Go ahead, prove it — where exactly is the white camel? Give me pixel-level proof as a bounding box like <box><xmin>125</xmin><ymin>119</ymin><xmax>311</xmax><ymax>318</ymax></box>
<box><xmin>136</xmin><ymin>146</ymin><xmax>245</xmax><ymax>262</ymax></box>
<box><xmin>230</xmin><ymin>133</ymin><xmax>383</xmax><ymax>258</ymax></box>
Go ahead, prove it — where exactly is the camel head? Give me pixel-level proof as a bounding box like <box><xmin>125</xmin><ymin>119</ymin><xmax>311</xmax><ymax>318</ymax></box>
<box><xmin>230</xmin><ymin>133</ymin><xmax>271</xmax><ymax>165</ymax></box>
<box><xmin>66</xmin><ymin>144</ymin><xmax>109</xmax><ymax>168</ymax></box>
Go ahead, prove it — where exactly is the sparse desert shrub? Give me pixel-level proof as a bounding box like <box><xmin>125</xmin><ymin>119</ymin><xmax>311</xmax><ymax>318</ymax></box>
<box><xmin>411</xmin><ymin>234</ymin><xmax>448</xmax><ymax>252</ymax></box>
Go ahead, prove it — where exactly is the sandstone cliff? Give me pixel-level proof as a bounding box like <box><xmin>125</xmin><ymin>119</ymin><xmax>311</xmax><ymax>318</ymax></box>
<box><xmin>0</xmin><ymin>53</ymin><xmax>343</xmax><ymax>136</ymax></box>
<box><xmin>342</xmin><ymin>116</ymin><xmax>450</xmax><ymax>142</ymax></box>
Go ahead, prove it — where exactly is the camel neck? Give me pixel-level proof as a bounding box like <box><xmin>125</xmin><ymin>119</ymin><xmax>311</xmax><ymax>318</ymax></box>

++++++++

# GIVEN INSTRUCTION
Reproduce the entire listing above line for line, with every character unchanged.

# OUTPUT
Go ahead, prove it — where exactly is the white camel? Give me pixel-level proof as a bounding box like <box><xmin>125</xmin><ymin>119</ymin><xmax>311</xmax><ymax>318</ymax></box>
<box><xmin>136</xmin><ymin>146</ymin><xmax>245</xmax><ymax>262</ymax></box>
<box><xmin>230</xmin><ymin>133</ymin><xmax>383</xmax><ymax>258</ymax></box>
Go ahead, prove it — where exactly is the camel head? Give me pixel-level proof as a bounding box like <box><xmin>125</xmin><ymin>119</ymin><xmax>311</xmax><ymax>318</ymax></box>
<box><xmin>230</xmin><ymin>133</ymin><xmax>271</xmax><ymax>165</ymax></box>
<box><xmin>66</xmin><ymin>144</ymin><xmax>109</xmax><ymax>168</ymax></box>
Go ahead, prove it — where exactly is the sparse desert shrub? Give me pixel-level proof as a bounding box like <box><xmin>125</xmin><ymin>119</ymin><xmax>311</xmax><ymax>318</ymax></box>
<box><xmin>411</xmin><ymin>234</ymin><xmax>448</xmax><ymax>252</ymax></box>
Go ahead, prove it — where exactly is the sandstone cliff? Give me pixel-level proof as a bounding box like <box><xmin>125</xmin><ymin>119</ymin><xmax>311</xmax><ymax>318</ymax></box>
<box><xmin>0</xmin><ymin>53</ymin><xmax>343</xmax><ymax>136</ymax></box>
<box><xmin>342</xmin><ymin>116</ymin><xmax>450</xmax><ymax>142</ymax></box>
Go ahead, prove it — where exactly is the camel neck? Give me pixel-level proof as a bounding box like <box><xmin>125</xmin><ymin>119</ymin><xmax>311</xmax><ymax>318</ymax></box>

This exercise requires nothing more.